(Items from a data source)
+ + + +

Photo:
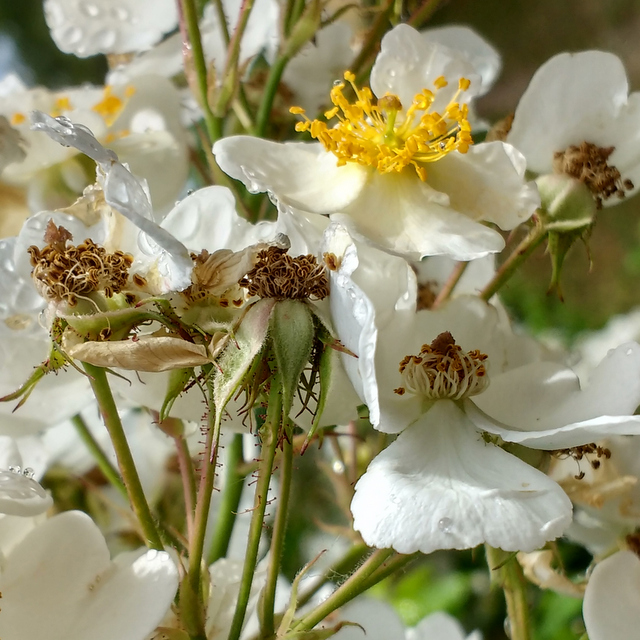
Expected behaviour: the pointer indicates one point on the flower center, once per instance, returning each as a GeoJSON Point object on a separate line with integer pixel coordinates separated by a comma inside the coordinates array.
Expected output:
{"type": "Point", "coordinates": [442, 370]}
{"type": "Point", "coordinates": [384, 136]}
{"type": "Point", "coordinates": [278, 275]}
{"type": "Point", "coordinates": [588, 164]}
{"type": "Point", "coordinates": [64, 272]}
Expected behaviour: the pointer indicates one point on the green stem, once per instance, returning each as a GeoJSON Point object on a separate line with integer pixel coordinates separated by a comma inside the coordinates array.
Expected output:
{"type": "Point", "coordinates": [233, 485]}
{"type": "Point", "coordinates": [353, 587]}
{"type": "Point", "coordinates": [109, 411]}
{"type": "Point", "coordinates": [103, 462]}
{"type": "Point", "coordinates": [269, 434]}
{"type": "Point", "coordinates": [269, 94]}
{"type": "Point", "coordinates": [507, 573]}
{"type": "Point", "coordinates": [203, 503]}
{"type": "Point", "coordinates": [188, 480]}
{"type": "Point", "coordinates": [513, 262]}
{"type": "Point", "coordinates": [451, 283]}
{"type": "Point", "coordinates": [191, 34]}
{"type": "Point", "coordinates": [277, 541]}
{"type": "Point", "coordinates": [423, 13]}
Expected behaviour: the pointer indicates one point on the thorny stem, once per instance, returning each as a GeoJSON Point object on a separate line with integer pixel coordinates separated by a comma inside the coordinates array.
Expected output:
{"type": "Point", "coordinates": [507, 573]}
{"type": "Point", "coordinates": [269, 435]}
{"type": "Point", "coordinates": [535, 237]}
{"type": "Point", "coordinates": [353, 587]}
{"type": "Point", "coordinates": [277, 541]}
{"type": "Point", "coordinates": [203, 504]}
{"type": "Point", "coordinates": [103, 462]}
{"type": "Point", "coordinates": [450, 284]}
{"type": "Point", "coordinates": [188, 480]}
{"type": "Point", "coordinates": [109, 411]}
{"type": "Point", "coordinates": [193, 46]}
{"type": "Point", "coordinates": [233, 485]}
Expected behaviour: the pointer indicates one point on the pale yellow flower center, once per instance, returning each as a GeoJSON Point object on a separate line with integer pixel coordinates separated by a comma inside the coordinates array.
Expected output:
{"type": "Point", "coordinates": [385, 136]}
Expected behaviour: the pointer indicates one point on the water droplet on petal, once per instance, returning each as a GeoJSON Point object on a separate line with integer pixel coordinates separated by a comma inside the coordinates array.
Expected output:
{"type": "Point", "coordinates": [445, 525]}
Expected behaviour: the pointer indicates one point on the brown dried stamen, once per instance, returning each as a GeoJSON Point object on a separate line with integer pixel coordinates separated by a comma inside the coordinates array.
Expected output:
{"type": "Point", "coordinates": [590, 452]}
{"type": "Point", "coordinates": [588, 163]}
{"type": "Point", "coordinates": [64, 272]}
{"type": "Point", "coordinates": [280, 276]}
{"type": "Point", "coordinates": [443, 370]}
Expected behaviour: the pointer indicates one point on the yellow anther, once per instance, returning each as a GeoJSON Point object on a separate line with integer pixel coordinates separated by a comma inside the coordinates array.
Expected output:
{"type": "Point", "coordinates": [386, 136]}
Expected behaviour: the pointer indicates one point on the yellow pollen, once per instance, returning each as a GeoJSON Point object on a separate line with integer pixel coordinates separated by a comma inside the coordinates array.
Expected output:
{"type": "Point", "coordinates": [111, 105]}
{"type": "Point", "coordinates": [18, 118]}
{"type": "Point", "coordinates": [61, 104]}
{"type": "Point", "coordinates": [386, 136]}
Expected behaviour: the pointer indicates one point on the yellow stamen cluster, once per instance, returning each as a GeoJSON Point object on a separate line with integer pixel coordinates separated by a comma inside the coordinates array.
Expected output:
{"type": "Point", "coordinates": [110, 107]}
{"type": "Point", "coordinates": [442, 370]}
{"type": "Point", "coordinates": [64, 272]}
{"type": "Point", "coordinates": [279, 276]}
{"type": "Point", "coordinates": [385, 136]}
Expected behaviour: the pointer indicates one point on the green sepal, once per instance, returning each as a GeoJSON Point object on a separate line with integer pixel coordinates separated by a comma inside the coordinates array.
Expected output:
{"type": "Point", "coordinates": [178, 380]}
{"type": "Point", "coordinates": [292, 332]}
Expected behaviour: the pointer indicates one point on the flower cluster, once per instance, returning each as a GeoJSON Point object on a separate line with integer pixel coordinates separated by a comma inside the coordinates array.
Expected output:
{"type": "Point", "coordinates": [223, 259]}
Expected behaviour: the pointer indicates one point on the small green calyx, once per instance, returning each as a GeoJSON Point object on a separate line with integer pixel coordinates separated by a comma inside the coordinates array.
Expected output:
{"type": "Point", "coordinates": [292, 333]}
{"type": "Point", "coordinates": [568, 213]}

+ + + +

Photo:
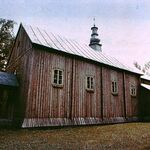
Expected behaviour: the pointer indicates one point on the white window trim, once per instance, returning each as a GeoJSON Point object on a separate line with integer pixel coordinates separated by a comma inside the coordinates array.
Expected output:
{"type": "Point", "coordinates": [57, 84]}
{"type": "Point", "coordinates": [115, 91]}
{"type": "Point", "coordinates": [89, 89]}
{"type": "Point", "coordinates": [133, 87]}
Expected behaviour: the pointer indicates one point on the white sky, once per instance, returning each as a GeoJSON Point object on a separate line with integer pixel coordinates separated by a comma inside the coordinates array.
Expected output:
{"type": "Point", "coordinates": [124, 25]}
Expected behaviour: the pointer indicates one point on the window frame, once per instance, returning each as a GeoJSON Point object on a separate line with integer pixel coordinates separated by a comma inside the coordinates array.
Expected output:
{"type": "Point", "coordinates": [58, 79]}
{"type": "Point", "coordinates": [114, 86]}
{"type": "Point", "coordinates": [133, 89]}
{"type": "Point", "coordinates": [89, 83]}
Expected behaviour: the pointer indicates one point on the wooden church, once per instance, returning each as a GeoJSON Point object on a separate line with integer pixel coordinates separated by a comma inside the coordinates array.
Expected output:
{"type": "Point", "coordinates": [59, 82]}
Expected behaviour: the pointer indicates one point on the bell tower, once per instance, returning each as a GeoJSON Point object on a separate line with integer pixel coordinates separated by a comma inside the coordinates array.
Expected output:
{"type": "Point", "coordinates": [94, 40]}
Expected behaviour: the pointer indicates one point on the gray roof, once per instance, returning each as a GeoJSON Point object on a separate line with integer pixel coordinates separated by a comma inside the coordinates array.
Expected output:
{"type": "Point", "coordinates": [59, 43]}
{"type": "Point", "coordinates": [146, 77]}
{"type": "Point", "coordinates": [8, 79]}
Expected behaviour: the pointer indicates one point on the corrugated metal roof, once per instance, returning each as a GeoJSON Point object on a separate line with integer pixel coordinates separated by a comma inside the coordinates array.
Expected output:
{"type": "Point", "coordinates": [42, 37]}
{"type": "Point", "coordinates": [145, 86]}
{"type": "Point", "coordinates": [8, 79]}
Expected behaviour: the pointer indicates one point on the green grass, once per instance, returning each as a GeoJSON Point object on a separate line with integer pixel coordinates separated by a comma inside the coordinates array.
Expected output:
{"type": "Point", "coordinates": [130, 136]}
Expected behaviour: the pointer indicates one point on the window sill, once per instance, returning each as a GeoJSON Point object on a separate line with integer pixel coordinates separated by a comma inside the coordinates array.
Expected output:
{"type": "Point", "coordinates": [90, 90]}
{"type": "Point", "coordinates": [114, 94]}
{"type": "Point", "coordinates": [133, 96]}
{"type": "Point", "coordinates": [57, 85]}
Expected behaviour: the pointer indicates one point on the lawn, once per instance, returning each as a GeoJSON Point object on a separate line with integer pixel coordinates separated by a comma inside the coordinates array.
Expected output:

+ + + +

### YOUR INSTRUCTIONS
Return each line from the data where the string "stamen" can be found.

### SOLVED PROBLEM
Expected behaviour: the pointer indicates one point on the brown dried stamen, once per instance, returning each as a GeoJSON Point object on a separate line with integer pixel coordinates separated by a comma inside the coordinates array.
Expected behaviour: the pointer indicates one point on the yellow stamen cluster, once per instance, returning each as a GeoJSON Point object on a separate line with integer pixel coordinates separated by a comma inside the coordinates array.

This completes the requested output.